Source passage >>

So, I have or had the worst case of endometriosis my surgeon ever saw in surgery a bunch of years ago. He was nearing retirement, too, and had seen his fair share. And I have single-itis, inflammation of the heart. The heart needs to be normal to reach out, again. -- No. Nobody's heart ever becomes normal after caring for somebody. It has to readjust. This is a diary entry. Maybe that endometriosis could travel further upwards and patch the heart. That’s what it does. It stays in there and generally creates havoc. It should do me some good and help my heart. (This is not possible. I’m being facetious. It actually can damage not only the ovaries but other organs.) -- No, I haven't been drinking today for the Holiday. I'm just blurting. -- Do I want attention? Doesn't everyone want SOME attention? Doesn't a husband want attention from his wife? Doesn't a spouse want attention from their spouse? Doesn't an author want attention to sell books? -- Well, when I'm done with my book, I will want attention. I want a Publisher. I want it Published. I want people to care about the topic and try to understand the people in it. I want history of negative painful suffering to not repeat itself. We all need to care about our neighbors. And why get married if we don't know how to care for a spouse with empathy, if we are so selfish we hurt our lover, because we want what we want whenever we want it? Because our addictions to negative things and habits override how our actions and speech hurt our lover?-- I want to share my experience of being confused over the disappearance of my mother and growing up in a very not normal household. Maybe, I want to connect with others who may have had a very not normal childhood.

Dataset excerpts >>
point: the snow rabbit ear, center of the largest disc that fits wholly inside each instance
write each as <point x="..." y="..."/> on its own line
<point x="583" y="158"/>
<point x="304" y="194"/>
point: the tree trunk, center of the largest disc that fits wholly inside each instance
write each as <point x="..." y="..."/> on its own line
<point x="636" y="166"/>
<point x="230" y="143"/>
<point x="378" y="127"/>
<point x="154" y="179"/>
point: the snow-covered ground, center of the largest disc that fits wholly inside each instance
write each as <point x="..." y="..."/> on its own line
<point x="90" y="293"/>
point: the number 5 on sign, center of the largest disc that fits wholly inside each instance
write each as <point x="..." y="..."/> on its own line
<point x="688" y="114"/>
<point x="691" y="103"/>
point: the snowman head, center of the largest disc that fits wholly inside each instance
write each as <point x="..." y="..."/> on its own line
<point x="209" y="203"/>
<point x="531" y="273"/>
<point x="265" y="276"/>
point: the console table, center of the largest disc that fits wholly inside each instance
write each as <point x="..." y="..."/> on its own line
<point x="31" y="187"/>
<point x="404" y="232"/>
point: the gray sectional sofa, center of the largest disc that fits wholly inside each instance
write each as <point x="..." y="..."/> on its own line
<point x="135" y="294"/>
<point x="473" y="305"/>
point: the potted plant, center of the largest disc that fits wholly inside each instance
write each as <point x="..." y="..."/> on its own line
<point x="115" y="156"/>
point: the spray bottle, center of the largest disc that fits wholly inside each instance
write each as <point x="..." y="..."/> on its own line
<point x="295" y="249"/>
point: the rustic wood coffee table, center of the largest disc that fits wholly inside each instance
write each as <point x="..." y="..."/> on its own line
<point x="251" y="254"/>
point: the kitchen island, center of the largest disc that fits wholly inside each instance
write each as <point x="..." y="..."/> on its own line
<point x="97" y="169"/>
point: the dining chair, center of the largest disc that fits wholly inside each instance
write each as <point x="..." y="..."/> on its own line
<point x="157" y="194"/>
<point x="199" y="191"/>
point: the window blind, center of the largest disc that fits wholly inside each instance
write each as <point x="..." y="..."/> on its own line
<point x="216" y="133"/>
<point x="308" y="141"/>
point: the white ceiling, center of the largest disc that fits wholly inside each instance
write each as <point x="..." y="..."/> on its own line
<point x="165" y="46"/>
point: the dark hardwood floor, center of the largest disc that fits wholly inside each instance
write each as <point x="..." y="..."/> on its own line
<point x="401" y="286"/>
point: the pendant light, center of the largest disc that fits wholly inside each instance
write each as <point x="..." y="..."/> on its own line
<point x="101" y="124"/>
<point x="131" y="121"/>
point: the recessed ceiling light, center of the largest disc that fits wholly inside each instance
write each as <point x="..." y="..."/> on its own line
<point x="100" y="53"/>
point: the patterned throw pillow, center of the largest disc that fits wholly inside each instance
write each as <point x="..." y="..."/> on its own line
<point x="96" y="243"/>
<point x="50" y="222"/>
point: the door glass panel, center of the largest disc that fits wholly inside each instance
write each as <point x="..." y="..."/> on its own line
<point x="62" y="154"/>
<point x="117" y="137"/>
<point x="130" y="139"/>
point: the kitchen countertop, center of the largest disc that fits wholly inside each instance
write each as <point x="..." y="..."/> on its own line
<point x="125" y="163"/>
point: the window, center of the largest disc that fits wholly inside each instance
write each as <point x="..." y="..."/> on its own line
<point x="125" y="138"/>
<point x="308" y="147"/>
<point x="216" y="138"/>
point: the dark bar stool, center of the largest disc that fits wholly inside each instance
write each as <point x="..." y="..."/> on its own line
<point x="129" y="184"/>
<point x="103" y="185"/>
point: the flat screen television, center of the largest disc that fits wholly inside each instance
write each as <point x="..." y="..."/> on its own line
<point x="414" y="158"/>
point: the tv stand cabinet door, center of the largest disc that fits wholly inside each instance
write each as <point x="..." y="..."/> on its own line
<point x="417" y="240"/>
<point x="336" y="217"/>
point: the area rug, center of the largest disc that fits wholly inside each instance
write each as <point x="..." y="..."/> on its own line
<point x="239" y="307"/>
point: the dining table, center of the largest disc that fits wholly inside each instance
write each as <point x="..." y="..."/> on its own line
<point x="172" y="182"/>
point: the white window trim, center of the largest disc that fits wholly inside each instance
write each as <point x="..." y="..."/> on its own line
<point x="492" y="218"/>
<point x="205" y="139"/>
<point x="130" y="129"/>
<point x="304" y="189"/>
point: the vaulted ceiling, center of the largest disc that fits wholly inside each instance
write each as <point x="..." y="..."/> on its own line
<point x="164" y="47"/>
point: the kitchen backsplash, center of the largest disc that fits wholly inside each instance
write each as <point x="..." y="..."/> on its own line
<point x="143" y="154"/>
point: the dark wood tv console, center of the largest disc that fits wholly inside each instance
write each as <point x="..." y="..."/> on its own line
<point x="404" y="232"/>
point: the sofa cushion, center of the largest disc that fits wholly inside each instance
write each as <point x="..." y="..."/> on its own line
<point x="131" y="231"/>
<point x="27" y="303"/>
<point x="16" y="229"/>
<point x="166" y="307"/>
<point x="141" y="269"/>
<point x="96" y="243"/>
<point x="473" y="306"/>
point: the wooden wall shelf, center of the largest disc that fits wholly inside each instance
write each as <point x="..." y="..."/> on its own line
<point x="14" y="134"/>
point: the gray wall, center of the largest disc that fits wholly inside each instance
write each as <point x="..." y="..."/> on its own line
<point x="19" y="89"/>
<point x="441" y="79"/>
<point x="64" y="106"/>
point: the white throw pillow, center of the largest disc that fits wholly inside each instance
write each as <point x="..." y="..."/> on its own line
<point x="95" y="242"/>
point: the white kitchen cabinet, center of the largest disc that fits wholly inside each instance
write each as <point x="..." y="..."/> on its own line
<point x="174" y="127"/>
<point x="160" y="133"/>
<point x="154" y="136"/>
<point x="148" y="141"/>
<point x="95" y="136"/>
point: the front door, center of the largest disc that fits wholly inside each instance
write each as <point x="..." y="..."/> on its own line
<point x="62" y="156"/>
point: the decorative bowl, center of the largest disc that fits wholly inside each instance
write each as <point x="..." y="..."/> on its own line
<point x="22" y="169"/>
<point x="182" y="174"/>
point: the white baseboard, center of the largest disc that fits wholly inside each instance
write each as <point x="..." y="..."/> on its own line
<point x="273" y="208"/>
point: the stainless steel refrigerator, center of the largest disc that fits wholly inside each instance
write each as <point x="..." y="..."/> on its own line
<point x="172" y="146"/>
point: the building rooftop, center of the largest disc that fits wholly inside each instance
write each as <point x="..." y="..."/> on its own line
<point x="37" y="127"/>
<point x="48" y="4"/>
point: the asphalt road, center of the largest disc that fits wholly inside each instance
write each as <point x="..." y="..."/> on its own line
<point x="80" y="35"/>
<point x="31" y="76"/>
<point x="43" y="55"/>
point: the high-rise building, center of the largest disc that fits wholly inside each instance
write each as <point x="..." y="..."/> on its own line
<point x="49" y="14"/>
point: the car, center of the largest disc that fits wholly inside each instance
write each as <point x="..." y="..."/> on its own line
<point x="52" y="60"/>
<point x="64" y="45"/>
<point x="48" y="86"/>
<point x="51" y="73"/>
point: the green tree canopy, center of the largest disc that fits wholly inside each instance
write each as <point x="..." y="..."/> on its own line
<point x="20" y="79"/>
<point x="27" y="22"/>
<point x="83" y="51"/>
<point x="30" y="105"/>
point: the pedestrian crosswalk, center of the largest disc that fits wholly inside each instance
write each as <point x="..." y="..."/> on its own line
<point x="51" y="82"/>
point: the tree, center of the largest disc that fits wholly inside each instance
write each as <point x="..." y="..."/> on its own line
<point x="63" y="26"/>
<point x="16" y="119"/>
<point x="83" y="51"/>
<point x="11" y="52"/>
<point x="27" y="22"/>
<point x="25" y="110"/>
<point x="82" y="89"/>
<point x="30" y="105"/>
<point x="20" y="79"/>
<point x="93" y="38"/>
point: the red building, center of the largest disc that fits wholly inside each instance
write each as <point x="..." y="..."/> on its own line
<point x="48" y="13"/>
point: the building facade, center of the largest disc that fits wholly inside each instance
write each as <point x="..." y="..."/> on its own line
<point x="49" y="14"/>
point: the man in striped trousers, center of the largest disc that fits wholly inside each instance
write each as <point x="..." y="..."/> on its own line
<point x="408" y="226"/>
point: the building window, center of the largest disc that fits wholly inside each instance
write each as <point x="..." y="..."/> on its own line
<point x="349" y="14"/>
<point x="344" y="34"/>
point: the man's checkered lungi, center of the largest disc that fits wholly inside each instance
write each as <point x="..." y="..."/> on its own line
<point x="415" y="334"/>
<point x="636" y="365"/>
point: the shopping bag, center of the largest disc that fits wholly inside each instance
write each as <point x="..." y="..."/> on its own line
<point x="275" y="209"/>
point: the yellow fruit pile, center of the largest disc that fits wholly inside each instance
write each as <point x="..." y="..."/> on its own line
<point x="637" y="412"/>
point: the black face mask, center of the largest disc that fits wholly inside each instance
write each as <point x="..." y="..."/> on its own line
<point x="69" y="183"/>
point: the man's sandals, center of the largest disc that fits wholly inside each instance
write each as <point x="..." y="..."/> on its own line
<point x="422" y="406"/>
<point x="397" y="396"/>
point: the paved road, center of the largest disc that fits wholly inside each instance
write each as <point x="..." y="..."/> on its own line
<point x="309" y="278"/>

Parts of the exercise >>
**A.** For each statement, decide whether it agrees with the diary entry and quote the words that decide it: (i) The writer's surgeon was close to retiring. (ii) The writer admits to drinking for the Holiday. (iii) The writer notes that endometriosis can harm organs besides the ovaries.
**B.** Write the next part of the diary entry, picking up right after its last sentence.

Expected outputs >>
**A.**
(i) Yes: "He was nearing retirement, too"
(ii) No: "No, I haven't been drinking today for the Holiday."
(iii) Yes: "It actually can damage not only the ovaries but other organs."

**B.**
To attract attention, Blog some writers and teachers say. Well, my occasional blog post might prove to be an Essay Itch to develop further, or may be a heartfelt rant, or a draft of a poem. I’m not looking for fame as in becoming Shakespeare. I have been writing that Memoir for many years. It deserves some attention, if at least published one day. The opera… yeah, I’ll get back to it, too, as long as I have a piano to sit at. If it’s ever finished and produced even after I’m gone, that would be cool. I read that one composer’s opera wasn’t performed until seventy years after it was finished. It’s fine. My process is slow. My process is happening.